- **PROBLEM REQUIREMENTS**
Render the stretch of material from the line containing "# point at: fingers" through the line containing "# point at: wooden table (one per instance)" as a Markdown table with two columns, Row and Text. Put a row number in Row and the line in Text, and leave out any blank lines.

- **WORKING DATA**
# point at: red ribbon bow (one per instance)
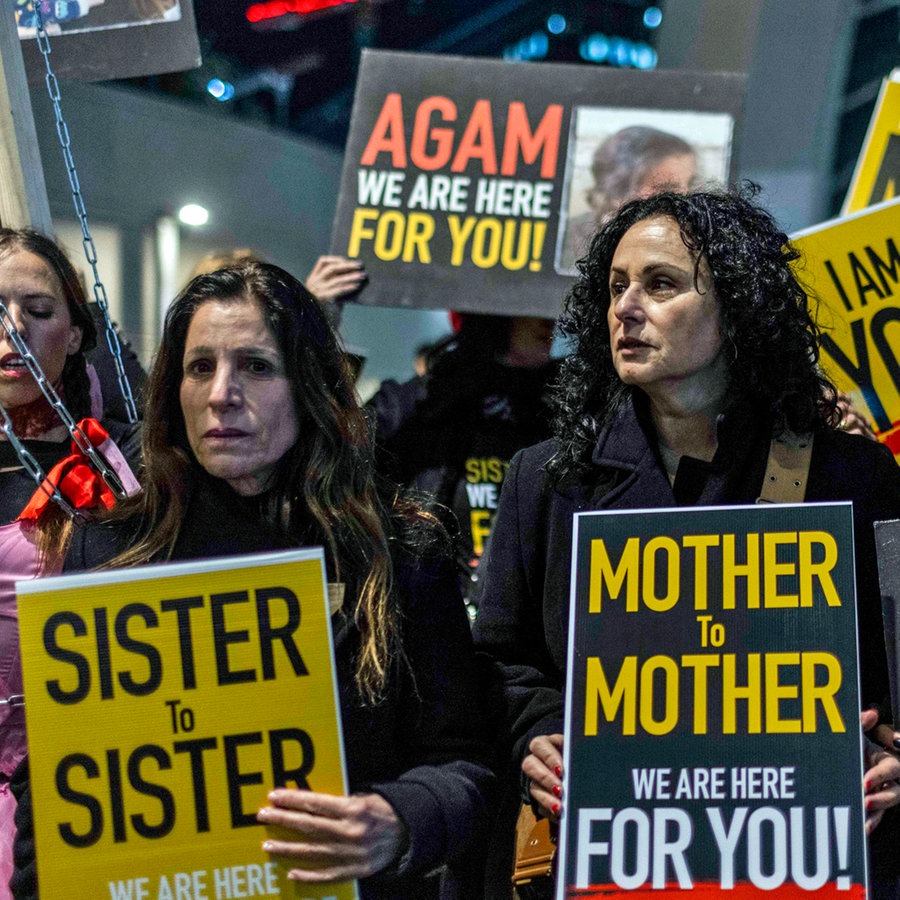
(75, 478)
---
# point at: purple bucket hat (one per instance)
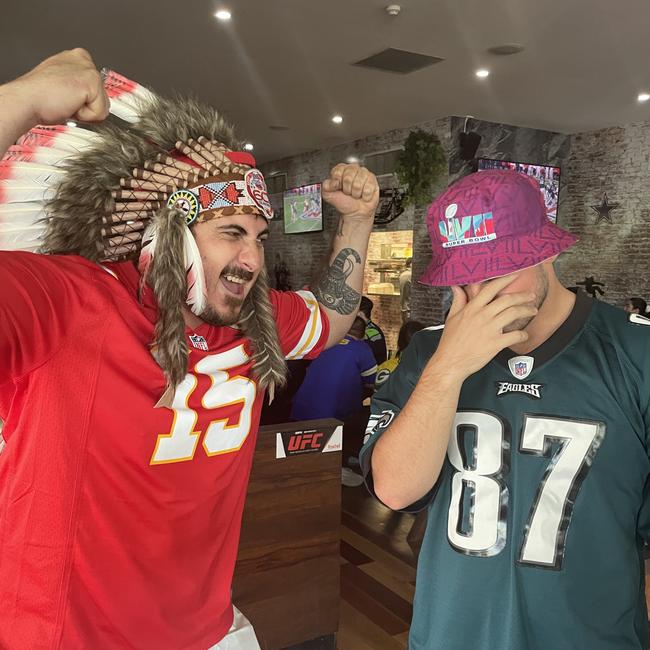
...
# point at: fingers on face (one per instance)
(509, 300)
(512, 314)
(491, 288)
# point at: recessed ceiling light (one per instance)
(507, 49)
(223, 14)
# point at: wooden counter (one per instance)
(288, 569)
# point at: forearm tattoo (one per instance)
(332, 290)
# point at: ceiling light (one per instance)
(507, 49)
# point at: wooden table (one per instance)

- **RIGHT ANSWER**
| Row | Text |
|---|---|
| 1 | # point at: fingers on face (one per instance) |
| 2 | (509, 300) |
| 3 | (512, 314) |
| 4 | (491, 288) |
| 5 | # point at: recessed ceiling light (one per instance) |
| 6 | (507, 49) |
| 7 | (223, 14) |
| 8 | # point at: wooden counter (one per instance) |
| 9 | (288, 569) |
| 10 | # point at: forearm tattoo (one per instance) |
| 11 | (332, 290) |
| 12 | # point at: ceiling light (one per instance) |
| 13 | (507, 49) |
| 14 | # point at: wooden table (one per instance) |